#### [WHAT YOU SHOULD DO]
Reproduce each of the following lines verbatim, omitting the pictures from your answer.

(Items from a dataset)
<<<<

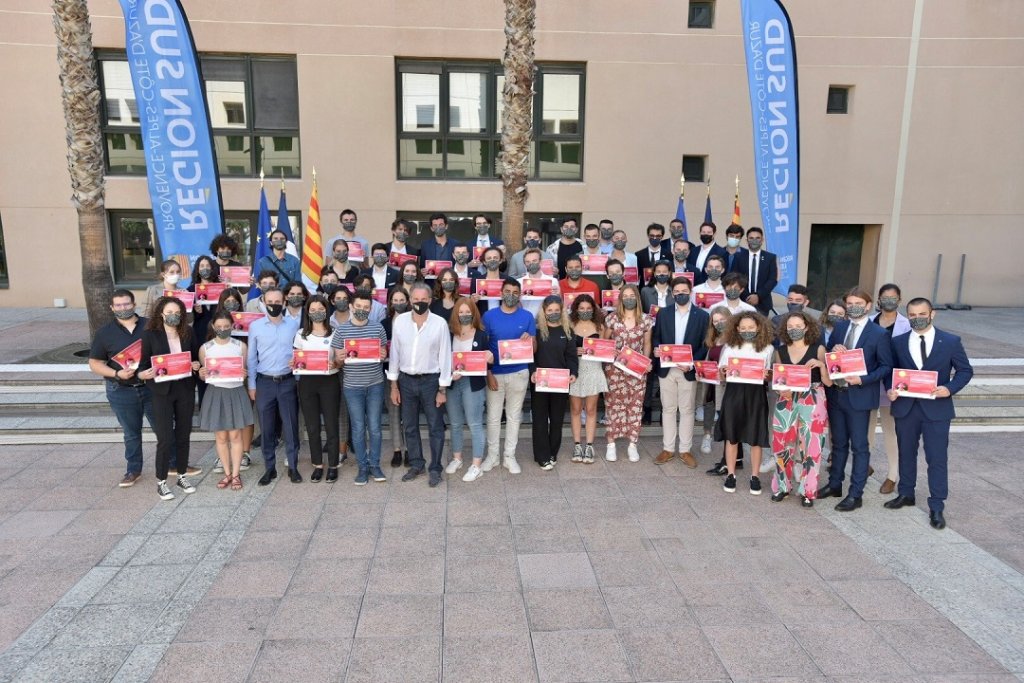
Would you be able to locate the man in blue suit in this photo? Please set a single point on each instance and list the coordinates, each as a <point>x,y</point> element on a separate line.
<point>925,347</point>
<point>856,399</point>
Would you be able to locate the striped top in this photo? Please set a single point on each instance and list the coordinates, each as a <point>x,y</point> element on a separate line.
<point>360,375</point>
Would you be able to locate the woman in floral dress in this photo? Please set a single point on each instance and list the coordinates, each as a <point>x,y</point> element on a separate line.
<point>624,400</point>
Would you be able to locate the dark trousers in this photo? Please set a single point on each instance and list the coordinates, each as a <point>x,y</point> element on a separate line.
<point>849,433</point>
<point>549,416</point>
<point>273,398</point>
<point>320,398</point>
<point>909,431</point>
<point>172,415</point>
<point>419,394</point>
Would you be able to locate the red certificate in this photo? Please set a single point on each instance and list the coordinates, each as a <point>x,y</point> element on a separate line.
<point>489,289</point>
<point>186,298</point>
<point>434,268</point>
<point>223,370</point>
<point>552,380</point>
<point>310,363</point>
<point>209,293</point>
<point>128,358</point>
<point>236,275</point>
<point>515,351</point>
<point>846,364</point>
<point>242,321</point>
<point>538,289</point>
<point>598,350</point>
<point>470,364</point>
<point>593,264</point>
<point>674,355</point>
<point>398,260</point>
<point>745,371</point>
<point>707,372</point>
<point>709,299</point>
<point>791,378</point>
<point>633,363</point>
<point>172,367</point>
<point>363,350</point>
<point>915,383</point>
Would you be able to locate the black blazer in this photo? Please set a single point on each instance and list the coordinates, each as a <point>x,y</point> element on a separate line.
<point>155,343</point>
<point>665,333</point>
<point>767,280</point>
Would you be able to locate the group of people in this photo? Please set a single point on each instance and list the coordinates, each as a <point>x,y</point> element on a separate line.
<point>555,302</point>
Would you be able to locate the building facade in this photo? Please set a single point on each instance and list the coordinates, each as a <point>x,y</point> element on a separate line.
<point>909,117</point>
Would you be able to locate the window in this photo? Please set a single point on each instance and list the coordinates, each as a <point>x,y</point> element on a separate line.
<point>136,252</point>
<point>693,168</point>
<point>253,108</point>
<point>839,99</point>
<point>701,14</point>
<point>450,121</point>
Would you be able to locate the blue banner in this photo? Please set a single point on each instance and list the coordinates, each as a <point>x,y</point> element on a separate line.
<point>180,164</point>
<point>771,72</point>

>>>>

#### [EXPECTED OUTPUT]
Would you be able to locate the man in blue suit in this photo? Please set a single point on each instance and list the coordinates, each as a <point>x,y</point> element on a separate line.
<point>925,347</point>
<point>856,399</point>
Would you be able to locate the striped top in this photo? Please set a single point on each instance and list the coordinates, each as a <point>x,y</point> element on a separate line.
<point>360,375</point>
Would you be able to locate the woman in floral dress in this photo? Please set a single point on each instance and list the coordinates, each as a <point>x,y</point> element on a separate line.
<point>624,400</point>
Would you be able to locate the dark trousers in this photo? Please set a single point on each instance and list the coordinates, each as a <point>x,y</point> element on a separate line.
<point>849,433</point>
<point>549,416</point>
<point>273,398</point>
<point>320,398</point>
<point>909,431</point>
<point>172,415</point>
<point>419,394</point>
Would you be able to locate the red certificate in this photo? Please set a single point on each instance and list the coordinates, each as a <point>x,y</point> element on a separate line.
<point>489,289</point>
<point>186,298</point>
<point>434,268</point>
<point>223,370</point>
<point>552,380</point>
<point>310,363</point>
<point>209,293</point>
<point>128,358</point>
<point>236,275</point>
<point>515,351</point>
<point>846,364</point>
<point>242,321</point>
<point>538,289</point>
<point>598,350</point>
<point>470,364</point>
<point>593,264</point>
<point>674,355</point>
<point>398,260</point>
<point>745,371</point>
<point>707,372</point>
<point>709,299</point>
<point>791,378</point>
<point>633,363</point>
<point>172,367</point>
<point>363,350</point>
<point>915,383</point>
Would you be able to locate the black blazer in this photo? Please set a single point on each instance and list the coordinates, each as a <point>x,y</point> element on a separate line.
<point>155,343</point>
<point>665,333</point>
<point>767,280</point>
Would you be able to locate the group of people in this photo? Please set a single point on each instance and list the coordinates, each as a <point>x,y</point> element on a separate line.
<point>555,302</point>
Would you be able to locate the building facade in this photo? Please set a single point on each instance and list the coordinates, each as a <point>x,y</point> element on a separate line.
<point>909,117</point>
Would you be able to locate the window in this photo? Please set a single point on each instance and list the coordinates, each as a <point>x,y</point> element on a separate line.
<point>136,252</point>
<point>693,168</point>
<point>253,108</point>
<point>839,99</point>
<point>701,14</point>
<point>450,121</point>
Would you be able to locate the blue banner in this photo? Please set a single point on each instance and list the coordinates, each as a <point>x,y</point> element on a separate line.
<point>180,164</point>
<point>771,72</point>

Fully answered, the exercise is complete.